Start DATASET

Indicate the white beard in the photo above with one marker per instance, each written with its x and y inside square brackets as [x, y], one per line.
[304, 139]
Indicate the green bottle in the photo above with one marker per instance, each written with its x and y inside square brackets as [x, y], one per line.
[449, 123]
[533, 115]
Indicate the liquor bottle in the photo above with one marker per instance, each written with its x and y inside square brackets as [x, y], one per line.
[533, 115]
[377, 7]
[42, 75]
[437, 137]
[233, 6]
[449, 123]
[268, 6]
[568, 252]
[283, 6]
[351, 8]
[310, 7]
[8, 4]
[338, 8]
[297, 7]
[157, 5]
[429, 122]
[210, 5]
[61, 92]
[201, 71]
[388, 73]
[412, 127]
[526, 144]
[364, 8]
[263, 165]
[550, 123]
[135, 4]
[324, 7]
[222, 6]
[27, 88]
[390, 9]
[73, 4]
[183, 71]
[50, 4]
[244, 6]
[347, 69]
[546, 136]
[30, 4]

End DATASET

(WHAT THE TASK ASKS): Recast every line of the entries above as a Markdown table with two columns, Row and Line, giving each row a number and leaving out any blank lines.

(PROBLEM SOLUTION):
| Row | Line |
|---|---|
| 1 | Indicate the white beard in the photo above with one marker per instance, each written with its x and y inside square brackets as [x, y], one per line. |
| 2 | [304, 139] |
| 3 | Indicate the green bottle in the photo above with one marker per instance, each written with its x and y inside square brackets as [x, y], one per line. |
| 4 | [449, 123] |
| 5 | [533, 115] |
| 6 | Indicate the liquor bottle in the photo above with one marker per instance, each written with its x and y inside square brackets as [x, y], one per line. |
| 7 | [533, 115] |
| 8 | [377, 7] |
| 9 | [42, 75] |
| 10 | [437, 137] |
| 11 | [233, 6] |
| 12 | [449, 123] |
| 13 | [268, 6] |
| 14 | [568, 252] |
| 15 | [283, 6] |
| 16 | [351, 8] |
| 17 | [310, 7] |
| 18 | [8, 4] |
| 19 | [338, 8] |
| 20 | [297, 7] |
| 21 | [157, 5] |
| 22 | [429, 122] |
| 23 | [210, 5] |
| 24 | [61, 92] |
| 25 | [201, 71] |
| 26 | [388, 73] |
| 27 | [412, 127] |
| 28 | [526, 144] |
| 29 | [364, 8] |
| 30 | [263, 165] |
| 31 | [550, 123] |
| 32 | [135, 4] |
| 33 | [324, 7] |
| 34 | [222, 6] |
| 35 | [27, 88] |
| 36 | [390, 9] |
| 37 | [73, 4] |
| 38 | [183, 71] |
| 39 | [50, 4] |
| 40 | [244, 6] |
| 41 | [347, 69] |
| 42 | [546, 136] |
| 43 | [30, 4] |